* [Reading passage]:
====================

Taxi 4 (stylized on-screen as T4Xi; ) is a 2007 French action comedy film directed by Gérard Krawczyk and the fourth installment of the Taxi film series. It is a sequel to Taxi 3 and followed by Taxi 5.  As with all the other films in the franchise Gallic Taxi, Samy Naceri plays taxi driver "Daniel Morales", this time in a Peugeot 407, unlike the 406 in the previous films. Frédéric Diefenthal is "Émilien Coutant-Kerbalec", whilst Jean-Christophe Bouvet reprises his role as "General Bertineau" yet again.

The film also features French footballer Djibril Cissé.

Plot 
A Belgian criminal, wanted all over Europe for his crimes, is in the custody of the Police Department of Marseille to be watched for a few hours before transfer to a prison in the Congo. Unfortunately, Émilien (Frédéric Diefenthal) is tricked by the villain and convinced to let the prisoner go.

====================

* [Material]:
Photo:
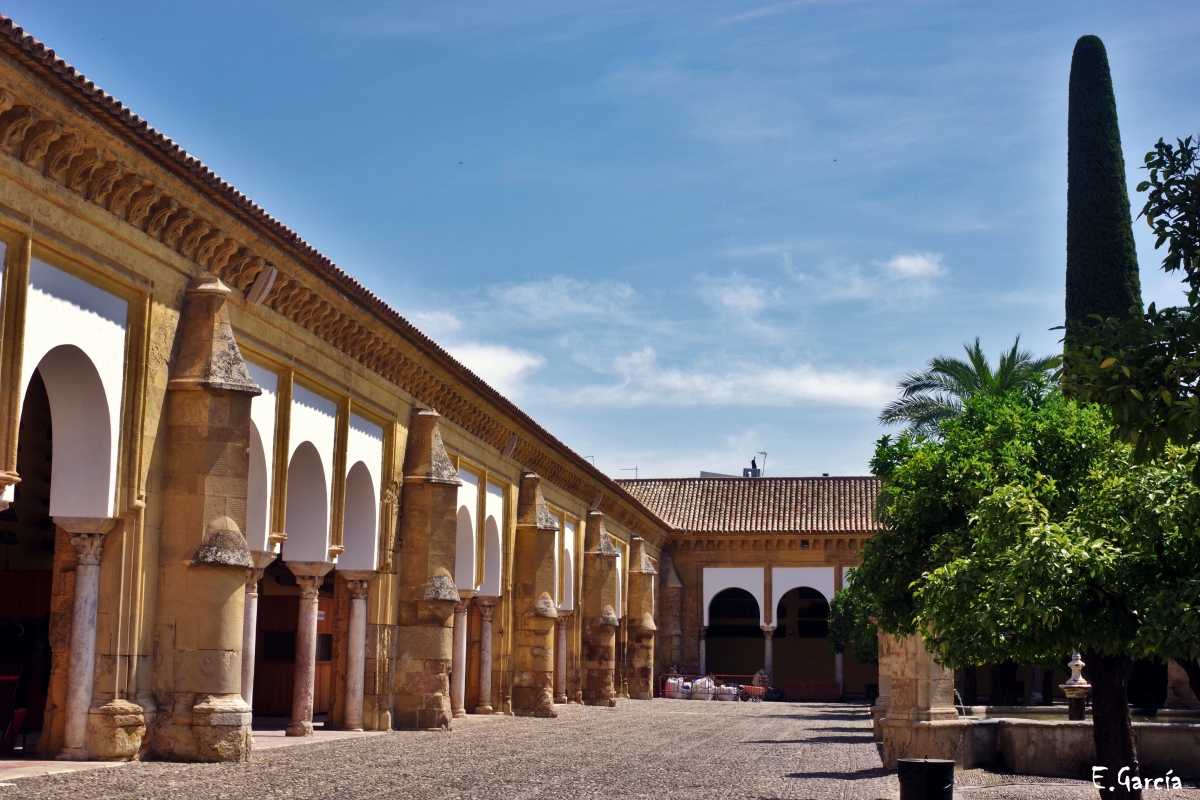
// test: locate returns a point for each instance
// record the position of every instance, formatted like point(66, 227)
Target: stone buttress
point(534, 603)
point(640, 650)
point(427, 593)
point(203, 555)
point(599, 603)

====================

* [Tasks to carry out]:
a - Rescale the records above by giving every line again, requests included, with each coordinate in the answers multiplied by 2.35 and rounded to a whole number, halves rounded up. Leave the numbers in the requests and their format samples unchanged, and leave out the pictures.
b - Please resume the article on the film Taxi 4, continuing after its last sentence.

* [Answers for the exercise]:
a -
Photo:
// test: locate returns a point for each instance
// record the position of every instance, formatted like point(66, 227)
Target: stone buttress
point(1255, 1417)
point(1504, 1528)
point(1003, 1394)
point(477, 1304)
point(1408, 1417)

b -
After these events, he is fired, but luckily for him, his friend Daniel (Samy Naceri) helps him one more time by telling him the location where the criminal is located, having been the taxi driver who drove him after he left the police station, not knowing he was a criminal. With Daniel's skills and his new Peugeot 407, Émillen seeks to capture the criminal to restore his job back.

Cast
Samy Naceri as Daniel Morales
Frédéric Diefenthal as Émilien Coutant-Kerbalec
Bernard Farcy as Commissaire Gibert
Jean-Christophe Bouvet as Général Edmond Bertineau
Edouard Montoute as Alain
Emma Sjöberg-Wiklund as Petra
Djibril Cissé as himself
François Damiens as Serge
Jean-Luc Couchard as Le Belge

Production
TBA

Reception

Box office
On the opening day, 450,000 people attended in France, with 43,000 in Paris alone. T4xis Canadian premiere was at the Just for Laughs Comedia Film Festival on 22 July 2007, a week before a wide release.

References

External links 
 
 
 

2007 films
2000s action comedy films
2000s crime comedy films
Films about organized crime in France
Films directed by Gérard Krawczyk
French sequel films
French action comedy films
French crime comedy films
Films produced by Luc Besson
Taxi (film series)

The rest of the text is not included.